# WHAT YOU HAVE TO DO:
Everything from the line with "For the benchmark, mark every instance of the toasted" through the last line of the records below should be copied exactly, both ends included.

************

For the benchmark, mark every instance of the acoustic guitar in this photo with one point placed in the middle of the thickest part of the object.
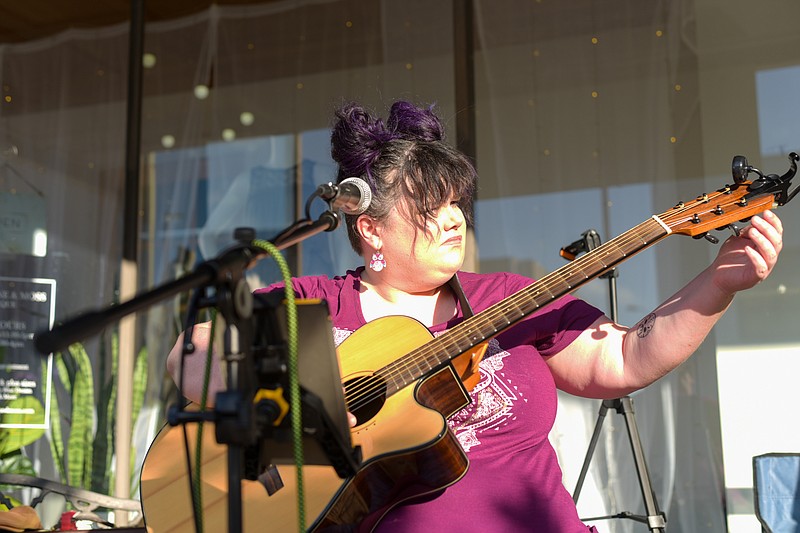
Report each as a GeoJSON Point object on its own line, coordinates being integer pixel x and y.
{"type": "Point", "coordinates": [400, 384]}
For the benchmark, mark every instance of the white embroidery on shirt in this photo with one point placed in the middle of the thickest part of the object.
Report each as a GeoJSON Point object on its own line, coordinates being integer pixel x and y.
{"type": "Point", "coordinates": [493, 401]}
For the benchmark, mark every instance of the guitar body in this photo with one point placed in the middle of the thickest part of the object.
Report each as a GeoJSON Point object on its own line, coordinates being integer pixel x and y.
{"type": "Point", "coordinates": [407, 451]}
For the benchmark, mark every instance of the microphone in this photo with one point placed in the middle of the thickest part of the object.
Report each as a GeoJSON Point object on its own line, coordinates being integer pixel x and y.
{"type": "Point", "coordinates": [589, 240]}
{"type": "Point", "coordinates": [351, 195]}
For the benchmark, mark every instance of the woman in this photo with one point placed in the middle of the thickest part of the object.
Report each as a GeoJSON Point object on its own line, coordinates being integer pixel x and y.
{"type": "Point", "coordinates": [412, 238]}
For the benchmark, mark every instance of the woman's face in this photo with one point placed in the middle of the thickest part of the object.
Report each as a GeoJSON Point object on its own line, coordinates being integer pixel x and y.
{"type": "Point", "coordinates": [423, 260]}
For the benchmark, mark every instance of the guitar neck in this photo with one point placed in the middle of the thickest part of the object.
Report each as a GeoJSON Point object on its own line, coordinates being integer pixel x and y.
{"type": "Point", "coordinates": [507, 312]}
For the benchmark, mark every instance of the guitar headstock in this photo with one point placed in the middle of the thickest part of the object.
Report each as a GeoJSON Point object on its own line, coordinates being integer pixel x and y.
{"type": "Point", "coordinates": [732, 203]}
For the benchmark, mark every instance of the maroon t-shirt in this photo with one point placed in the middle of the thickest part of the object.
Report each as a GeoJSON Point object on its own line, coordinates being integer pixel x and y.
{"type": "Point", "coordinates": [513, 482]}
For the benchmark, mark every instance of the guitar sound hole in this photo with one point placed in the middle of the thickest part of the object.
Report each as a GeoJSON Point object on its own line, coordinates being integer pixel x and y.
{"type": "Point", "coordinates": [365, 397]}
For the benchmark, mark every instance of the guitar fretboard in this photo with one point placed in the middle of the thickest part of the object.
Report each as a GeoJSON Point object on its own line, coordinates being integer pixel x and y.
{"type": "Point", "coordinates": [500, 316]}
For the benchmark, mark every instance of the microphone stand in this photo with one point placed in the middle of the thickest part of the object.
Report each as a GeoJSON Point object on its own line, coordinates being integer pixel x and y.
{"type": "Point", "coordinates": [655, 519]}
{"type": "Point", "coordinates": [232, 296]}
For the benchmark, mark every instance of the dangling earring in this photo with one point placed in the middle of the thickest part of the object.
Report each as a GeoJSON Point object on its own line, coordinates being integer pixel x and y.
{"type": "Point", "coordinates": [378, 263]}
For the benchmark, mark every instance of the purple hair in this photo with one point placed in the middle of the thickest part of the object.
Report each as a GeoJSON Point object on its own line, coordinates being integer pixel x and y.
{"type": "Point", "coordinates": [404, 157]}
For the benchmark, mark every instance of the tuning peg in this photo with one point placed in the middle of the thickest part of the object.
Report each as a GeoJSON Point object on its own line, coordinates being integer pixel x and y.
{"type": "Point", "coordinates": [707, 236]}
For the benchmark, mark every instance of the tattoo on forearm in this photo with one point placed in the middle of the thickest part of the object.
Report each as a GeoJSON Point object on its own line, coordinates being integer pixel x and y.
{"type": "Point", "coordinates": [645, 326]}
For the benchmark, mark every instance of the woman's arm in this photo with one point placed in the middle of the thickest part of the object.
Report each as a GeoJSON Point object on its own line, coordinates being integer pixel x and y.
{"type": "Point", "coordinates": [608, 360]}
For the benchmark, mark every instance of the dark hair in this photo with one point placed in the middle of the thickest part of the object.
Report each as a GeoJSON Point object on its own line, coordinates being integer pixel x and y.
{"type": "Point", "coordinates": [404, 157]}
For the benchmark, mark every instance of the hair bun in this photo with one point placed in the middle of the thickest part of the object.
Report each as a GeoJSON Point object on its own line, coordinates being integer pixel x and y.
{"type": "Point", "coordinates": [357, 139]}
{"type": "Point", "coordinates": [414, 123]}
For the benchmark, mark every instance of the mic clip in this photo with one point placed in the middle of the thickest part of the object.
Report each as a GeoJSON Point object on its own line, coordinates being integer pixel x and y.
{"type": "Point", "coordinates": [589, 240]}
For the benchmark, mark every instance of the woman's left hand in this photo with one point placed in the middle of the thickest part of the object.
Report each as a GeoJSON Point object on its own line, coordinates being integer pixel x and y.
{"type": "Point", "coordinates": [748, 259]}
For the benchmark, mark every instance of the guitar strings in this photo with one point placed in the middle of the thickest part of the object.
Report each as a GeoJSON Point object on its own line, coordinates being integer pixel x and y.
{"type": "Point", "coordinates": [366, 389]}
{"type": "Point", "coordinates": [377, 388]}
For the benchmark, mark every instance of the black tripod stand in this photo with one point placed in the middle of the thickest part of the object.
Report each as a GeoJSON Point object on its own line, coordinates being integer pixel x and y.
{"type": "Point", "coordinates": [655, 519]}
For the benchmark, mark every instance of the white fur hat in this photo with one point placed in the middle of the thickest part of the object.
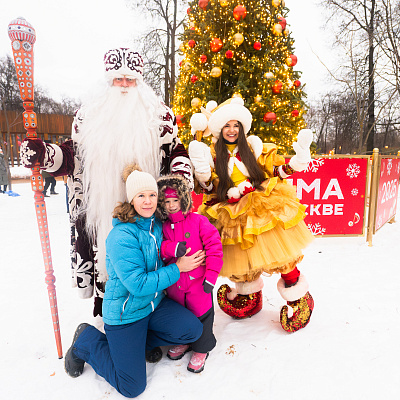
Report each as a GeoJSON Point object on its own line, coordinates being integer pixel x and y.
{"type": "Point", "coordinates": [231, 109]}
{"type": "Point", "coordinates": [123, 62]}
{"type": "Point", "coordinates": [139, 181]}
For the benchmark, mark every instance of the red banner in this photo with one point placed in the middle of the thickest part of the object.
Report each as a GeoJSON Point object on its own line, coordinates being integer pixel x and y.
{"type": "Point", "coordinates": [387, 191]}
{"type": "Point", "coordinates": [334, 192]}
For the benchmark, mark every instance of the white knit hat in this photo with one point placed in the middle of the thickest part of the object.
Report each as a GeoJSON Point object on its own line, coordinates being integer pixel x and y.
{"type": "Point", "coordinates": [231, 109]}
{"type": "Point", "coordinates": [139, 181]}
{"type": "Point", "coordinates": [123, 62]}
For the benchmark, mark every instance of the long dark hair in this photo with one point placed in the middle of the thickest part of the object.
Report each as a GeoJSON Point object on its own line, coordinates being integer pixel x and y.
{"type": "Point", "coordinates": [257, 175]}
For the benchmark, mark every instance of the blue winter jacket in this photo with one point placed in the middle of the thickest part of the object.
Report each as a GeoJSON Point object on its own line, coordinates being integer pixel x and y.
{"type": "Point", "coordinates": [136, 273]}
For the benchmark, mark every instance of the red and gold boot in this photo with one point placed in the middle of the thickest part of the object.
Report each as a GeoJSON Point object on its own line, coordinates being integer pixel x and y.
{"type": "Point", "coordinates": [299, 298]}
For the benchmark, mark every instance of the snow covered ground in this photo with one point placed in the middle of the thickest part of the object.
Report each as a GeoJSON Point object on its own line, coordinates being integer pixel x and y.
{"type": "Point", "coordinates": [350, 349]}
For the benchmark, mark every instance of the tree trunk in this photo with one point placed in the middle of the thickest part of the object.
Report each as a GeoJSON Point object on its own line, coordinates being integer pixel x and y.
{"type": "Point", "coordinates": [371, 84]}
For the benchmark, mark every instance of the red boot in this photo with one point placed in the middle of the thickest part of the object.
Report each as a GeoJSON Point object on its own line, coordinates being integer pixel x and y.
{"type": "Point", "coordinates": [242, 306]}
{"type": "Point", "coordinates": [299, 298]}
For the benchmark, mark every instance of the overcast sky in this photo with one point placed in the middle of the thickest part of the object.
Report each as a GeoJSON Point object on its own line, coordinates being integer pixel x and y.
{"type": "Point", "coordinates": [73, 35]}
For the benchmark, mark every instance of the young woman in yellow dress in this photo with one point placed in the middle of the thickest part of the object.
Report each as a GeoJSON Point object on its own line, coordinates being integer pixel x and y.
{"type": "Point", "coordinates": [256, 211]}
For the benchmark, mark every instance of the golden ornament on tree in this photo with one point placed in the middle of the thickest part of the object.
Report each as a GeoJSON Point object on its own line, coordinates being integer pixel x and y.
{"type": "Point", "coordinates": [269, 75]}
{"type": "Point", "coordinates": [291, 61]}
{"type": "Point", "coordinates": [277, 87]}
{"type": "Point", "coordinates": [238, 38]}
{"type": "Point", "coordinates": [216, 45]}
{"type": "Point", "coordinates": [216, 72]}
{"type": "Point", "coordinates": [277, 29]}
{"type": "Point", "coordinates": [203, 4]}
{"type": "Point", "coordinates": [239, 12]}
{"type": "Point", "coordinates": [268, 117]}
{"type": "Point", "coordinates": [196, 102]}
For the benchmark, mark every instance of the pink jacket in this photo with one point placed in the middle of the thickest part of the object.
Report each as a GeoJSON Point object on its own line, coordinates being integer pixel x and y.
{"type": "Point", "coordinates": [199, 234]}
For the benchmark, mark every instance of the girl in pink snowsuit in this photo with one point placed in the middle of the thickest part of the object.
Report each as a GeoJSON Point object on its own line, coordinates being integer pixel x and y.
{"type": "Point", "coordinates": [185, 231]}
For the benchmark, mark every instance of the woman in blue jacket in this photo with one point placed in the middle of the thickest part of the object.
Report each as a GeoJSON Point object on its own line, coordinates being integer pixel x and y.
{"type": "Point", "coordinates": [137, 315]}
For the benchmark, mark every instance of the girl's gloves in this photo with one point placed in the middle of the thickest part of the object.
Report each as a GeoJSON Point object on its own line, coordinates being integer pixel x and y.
{"type": "Point", "coordinates": [180, 249]}
{"type": "Point", "coordinates": [208, 286]}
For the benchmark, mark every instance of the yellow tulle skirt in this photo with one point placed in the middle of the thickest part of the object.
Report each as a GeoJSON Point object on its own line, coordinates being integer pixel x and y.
{"type": "Point", "coordinates": [263, 232]}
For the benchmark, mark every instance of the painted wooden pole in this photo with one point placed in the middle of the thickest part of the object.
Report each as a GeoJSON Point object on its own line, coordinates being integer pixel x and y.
{"type": "Point", "coordinates": [23, 37]}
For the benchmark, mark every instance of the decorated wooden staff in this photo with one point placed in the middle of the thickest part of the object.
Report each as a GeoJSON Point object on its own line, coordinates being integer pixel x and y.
{"type": "Point", "coordinates": [23, 37]}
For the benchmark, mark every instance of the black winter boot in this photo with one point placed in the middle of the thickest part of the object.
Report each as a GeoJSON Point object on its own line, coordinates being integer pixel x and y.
{"type": "Point", "coordinates": [73, 365]}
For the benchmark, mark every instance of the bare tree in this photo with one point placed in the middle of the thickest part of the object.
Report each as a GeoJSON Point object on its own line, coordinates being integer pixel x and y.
{"type": "Point", "coordinates": [158, 44]}
{"type": "Point", "coordinates": [356, 21]}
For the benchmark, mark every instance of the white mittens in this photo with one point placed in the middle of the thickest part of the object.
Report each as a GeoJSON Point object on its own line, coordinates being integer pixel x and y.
{"type": "Point", "coordinates": [299, 162]}
{"type": "Point", "coordinates": [200, 156]}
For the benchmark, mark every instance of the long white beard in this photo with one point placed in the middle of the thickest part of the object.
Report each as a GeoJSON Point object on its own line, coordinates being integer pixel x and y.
{"type": "Point", "coordinates": [118, 129]}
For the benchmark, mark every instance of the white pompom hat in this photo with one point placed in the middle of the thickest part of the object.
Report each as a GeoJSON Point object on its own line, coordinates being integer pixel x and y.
{"type": "Point", "coordinates": [139, 181]}
{"type": "Point", "coordinates": [231, 109]}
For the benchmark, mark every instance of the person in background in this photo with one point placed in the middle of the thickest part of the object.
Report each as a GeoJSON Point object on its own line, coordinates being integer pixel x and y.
{"type": "Point", "coordinates": [49, 181]}
{"type": "Point", "coordinates": [124, 122]}
{"type": "Point", "coordinates": [185, 230]}
{"type": "Point", "coordinates": [137, 315]}
{"type": "Point", "coordinates": [3, 173]}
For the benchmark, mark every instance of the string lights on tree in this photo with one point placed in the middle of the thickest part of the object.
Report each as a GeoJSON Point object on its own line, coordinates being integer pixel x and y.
{"type": "Point", "coordinates": [241, 48]}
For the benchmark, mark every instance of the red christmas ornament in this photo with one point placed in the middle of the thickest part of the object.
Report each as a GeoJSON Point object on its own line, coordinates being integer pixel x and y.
{"type": "Point", "coordinates": [203, 4]}
{"type": "Point", "coordinates": [257, 45]}
{"type": "Point", "coordinates": [291, 60]}
{"type": "Point", "coordinates": [179, 120]}
{"type": "Point", "coordinates": [216, 45]}
{"type": "Point", "coordinates": [239, 12]}
{"type": "Point", "coordinates": [277, 87]}
{"type": "Point", "coordinates": [268, 117]}
{"type": "Point", "coordinates": [282, 22]}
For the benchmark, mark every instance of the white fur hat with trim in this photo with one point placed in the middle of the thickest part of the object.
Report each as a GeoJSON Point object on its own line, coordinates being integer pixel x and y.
{"type": "Point", "coordinates": [137, 181]}
{"type": "Point", "coordinates": [231, 109]}
{"type": "Point", "coordinates": [123, 62]}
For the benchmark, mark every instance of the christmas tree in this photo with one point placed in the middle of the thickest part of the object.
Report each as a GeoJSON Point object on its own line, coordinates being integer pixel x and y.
{"type": "Point", "coordinates": [241, 49]}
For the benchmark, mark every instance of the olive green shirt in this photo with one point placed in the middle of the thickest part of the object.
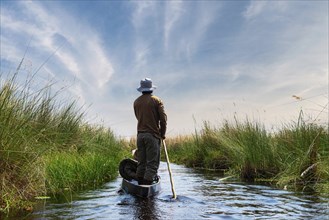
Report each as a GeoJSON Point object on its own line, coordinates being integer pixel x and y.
{"type": "Point", "coordinates": [150, 114]}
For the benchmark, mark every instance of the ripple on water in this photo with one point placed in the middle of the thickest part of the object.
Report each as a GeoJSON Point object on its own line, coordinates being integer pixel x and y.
{"type": "Point", "coordinates": [198, 197]}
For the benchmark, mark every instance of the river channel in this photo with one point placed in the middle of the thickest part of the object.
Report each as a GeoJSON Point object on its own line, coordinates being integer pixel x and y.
{"type": "Point", "coordinates": [200, 196]}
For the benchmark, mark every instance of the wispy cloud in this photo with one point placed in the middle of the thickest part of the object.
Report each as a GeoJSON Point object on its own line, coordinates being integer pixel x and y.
{"type": "Point", "coordinates": [208, 58]}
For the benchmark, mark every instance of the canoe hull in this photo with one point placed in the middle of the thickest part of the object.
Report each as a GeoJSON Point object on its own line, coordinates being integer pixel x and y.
{"type": "Point", "coordinates": [144, 191]}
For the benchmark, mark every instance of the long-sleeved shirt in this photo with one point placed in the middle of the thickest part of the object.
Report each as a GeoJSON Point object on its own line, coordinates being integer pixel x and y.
{"type": "Point", "coordinates": [150, 114]}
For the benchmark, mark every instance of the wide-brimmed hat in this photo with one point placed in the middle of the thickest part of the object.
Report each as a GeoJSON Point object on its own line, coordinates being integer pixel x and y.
{"type": "Point", "coordinates": [146, 85]}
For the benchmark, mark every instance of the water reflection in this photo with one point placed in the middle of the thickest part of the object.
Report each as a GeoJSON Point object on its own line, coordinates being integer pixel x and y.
{"type": "Point", "coordinates": [200, 196]}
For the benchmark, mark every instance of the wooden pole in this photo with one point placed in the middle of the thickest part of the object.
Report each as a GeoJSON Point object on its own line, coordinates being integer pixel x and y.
{"type": "Point", "coordinates": [170, 174]}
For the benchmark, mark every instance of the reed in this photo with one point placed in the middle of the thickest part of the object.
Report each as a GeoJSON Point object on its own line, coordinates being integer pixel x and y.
{"type": "Point", "coordinates": [46, 146]}
{"type": "Point", "coordinates": [296, 156]}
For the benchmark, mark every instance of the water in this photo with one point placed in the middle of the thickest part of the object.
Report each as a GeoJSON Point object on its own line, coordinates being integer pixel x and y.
{"type": "Point", "coordinates": [200, 196]}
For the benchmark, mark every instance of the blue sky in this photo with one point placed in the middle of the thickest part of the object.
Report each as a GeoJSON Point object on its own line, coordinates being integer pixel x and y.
{"type": "Point", "coordinates": [210, 60]}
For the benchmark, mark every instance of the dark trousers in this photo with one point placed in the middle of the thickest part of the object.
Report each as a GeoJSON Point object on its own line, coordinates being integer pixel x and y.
{"type": "Point", "coordinates": [148, 156]}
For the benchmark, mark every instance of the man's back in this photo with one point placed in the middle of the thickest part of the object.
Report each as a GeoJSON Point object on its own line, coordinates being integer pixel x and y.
{"type": "Point", "coordinates": [149, 111]}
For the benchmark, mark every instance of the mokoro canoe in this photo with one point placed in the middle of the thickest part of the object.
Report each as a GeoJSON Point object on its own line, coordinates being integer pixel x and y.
{"type": "Point", "coordinates": [144, 191]}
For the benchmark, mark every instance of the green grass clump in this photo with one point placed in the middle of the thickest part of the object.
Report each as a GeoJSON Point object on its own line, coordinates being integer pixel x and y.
{"type": "Point", "coordinates": [45, 146]}
{"type": "Point", "coordinates": [296, 156]}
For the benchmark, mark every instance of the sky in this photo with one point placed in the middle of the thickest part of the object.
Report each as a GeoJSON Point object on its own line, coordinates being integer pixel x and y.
{"type": "Point", "coordinates": [210, 60]}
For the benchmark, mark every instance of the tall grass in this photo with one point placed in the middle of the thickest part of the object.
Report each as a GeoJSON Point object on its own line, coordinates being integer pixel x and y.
{"type": "Point", "coordinates": [45, 146]}
{"type": "Point", "coordinates": [296, 156]}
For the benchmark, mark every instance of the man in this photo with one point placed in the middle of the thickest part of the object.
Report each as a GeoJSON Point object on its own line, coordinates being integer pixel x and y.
{"type": "Point", "coordinates": [151, 127]}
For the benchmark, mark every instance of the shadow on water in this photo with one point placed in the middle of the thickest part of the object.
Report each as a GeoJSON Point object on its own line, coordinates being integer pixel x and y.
{"type": "Point", "coordinates": [199, 196]}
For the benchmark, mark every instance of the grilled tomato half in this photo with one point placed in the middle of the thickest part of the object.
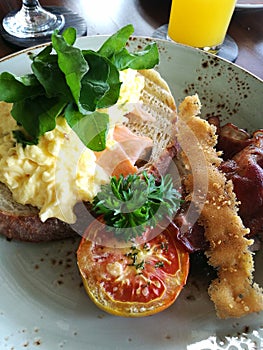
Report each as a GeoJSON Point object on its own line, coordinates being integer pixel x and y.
{"type": "Point", "coordinates": [136, 279]}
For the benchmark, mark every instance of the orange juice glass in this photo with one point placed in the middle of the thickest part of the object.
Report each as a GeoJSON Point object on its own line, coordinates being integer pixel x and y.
{"type": "Point", "coordinates": [200, 23]}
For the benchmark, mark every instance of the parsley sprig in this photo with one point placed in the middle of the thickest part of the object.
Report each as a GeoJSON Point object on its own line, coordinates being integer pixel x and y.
{"type": "Point", "coordinates": [131, 204]}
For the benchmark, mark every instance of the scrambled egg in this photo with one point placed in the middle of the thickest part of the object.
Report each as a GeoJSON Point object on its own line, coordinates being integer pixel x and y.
{"type": "Point", "coordinates": [60, 171]}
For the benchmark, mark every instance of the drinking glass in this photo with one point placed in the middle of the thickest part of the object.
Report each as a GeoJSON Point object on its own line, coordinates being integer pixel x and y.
{"type": "Point", "coordinates": [32, 21]}
{"type": "Point", "coordinates": [200, 23]}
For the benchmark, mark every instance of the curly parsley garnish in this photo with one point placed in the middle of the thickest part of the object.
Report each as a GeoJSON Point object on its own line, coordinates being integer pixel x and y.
{"type": "Point", "coordinates": [132, 204]}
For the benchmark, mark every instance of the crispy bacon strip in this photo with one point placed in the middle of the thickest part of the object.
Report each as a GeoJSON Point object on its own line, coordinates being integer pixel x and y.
{"type": "Point", "coordinates": [233, 292]}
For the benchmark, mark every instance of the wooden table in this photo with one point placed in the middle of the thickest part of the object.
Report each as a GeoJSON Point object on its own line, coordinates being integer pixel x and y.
{"type": "Point", "coordinates": [105, 17]}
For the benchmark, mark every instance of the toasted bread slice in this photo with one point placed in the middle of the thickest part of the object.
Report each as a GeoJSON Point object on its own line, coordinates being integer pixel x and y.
{"type": "Point", "coordinates": [22, 222]}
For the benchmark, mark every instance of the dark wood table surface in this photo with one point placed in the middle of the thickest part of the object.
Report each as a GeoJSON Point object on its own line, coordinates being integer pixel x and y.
{"type": "Point", "coordinates": [105, 17]}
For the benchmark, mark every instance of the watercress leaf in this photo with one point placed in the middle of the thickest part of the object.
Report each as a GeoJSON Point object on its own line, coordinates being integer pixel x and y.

************

# EXPECTED ANSWER:
For the benchmark, mark every instance of the toasted bread slice in this photo with one point placed in the middle of the thickest part of the object.
Report each as a GeoJSON Point object on its own line, coordinates being integer pixel x and y.
{"type": "Point", "coordinates": [22, 222]}
For the benchmark, mark every instance of the dark wood table surface in this photo with one point placed in the middle of the thickest part of the object.
Report each as a GeoJSON Point object on its own line, coordinates being integer pixel x and y.
{"type": "Point", "coordinates": [105, 17]}
For the benchmark, mark every instance of the watercress leaf in this photo with one point placed in the middle of the thickest part of the object.
Report each as a GeoJSON Point object on its own line, coordinates being integer pixel x and y.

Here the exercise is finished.